'LaTeX' equation for R models — extract

Extract the variable names from a model to produce a 'LaTeX' equation. Supports any model where there is a broom::tidy() method. This is a generic function with methods for lmerMod objects obtained with lme4::lmer(), glmerMod objects with lme4::glmer(), forecast_ARIMA with forecast::Arima() and default, with the later further covering most "base" R models implemented in broom::tidy() like lm objects with stats::lm(), glm objects with stats::glm() or polr objects with MASS::polr(). The default method also supports clm objects obtained with ordinal::clm().

extract_eq(
  model,
  intercept = "alpha",
  greek = "beta",
  greek_colors = NULL,
  subscript_colors = NULL,
  var_colors = NULL,
  var_subscript_colors = NULL,
  raw_tex = FALSE,
  swap_var_names = NULL,
  swap_subscript_names = NULL,
  ital_vars = FALSE,
  label = NULL,
  index_factors = FALSE,
  show_distribution = FALSE,
  wrap = FALSE,
  terms_per_line = 4,
  operator_location = "end",
  align_env = "aligned",
  use_coefs = FALSE,
  coef_digits = 2,
  fix_signs = TRUE,
  font_size = NULL,
  mean_separate = NULL,
  return_variances = FALSE,
  se_subscripts = FALSE,
  ...
)

Collected data
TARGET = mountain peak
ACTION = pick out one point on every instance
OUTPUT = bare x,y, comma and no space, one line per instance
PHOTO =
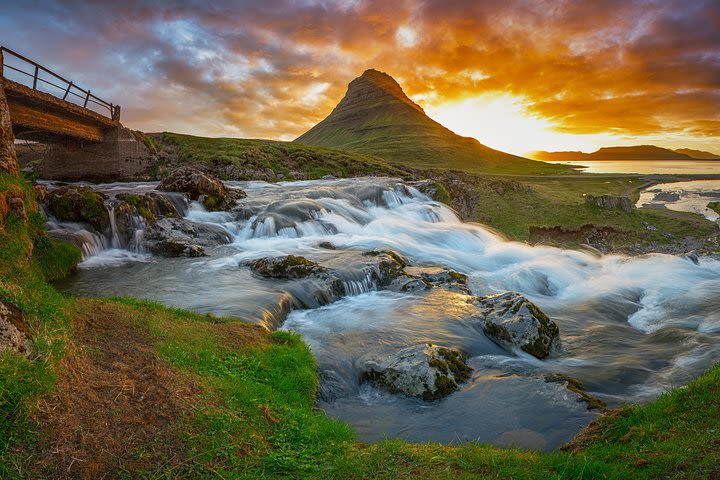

Work to do
A: According to the extract_eq documentation, what objects does the default method also support?
B: Please rewrite the paragraph of the extract_eq documentation that begins "Extract the variable names from a model" as a bulleted list, keeping its main facts.
The material after the extract_eq documentation is separate from it.

Solutions to the tasks
A: clm objects obtained with ordinal::clm().

B:
- Extracts the variable names from a model to produce a 'LaTeX' equation.
- Supports any model that has a broom::tidy() method.
- Is a generic function with methods for:
  - lmerMod objects from lme4::lmer()
  - glmerMod objects from lme4::glmer()
  - forecast_ARIMA objects from forecast::Arima()
  - default
- The default method covers most "base" R models implemented in broom::tidy(), such as lm objects from stats::lm(), glm objects from stats::glm() and polr objects from MASS::polr().
- The default method also supports clm objects from ordinal::clm().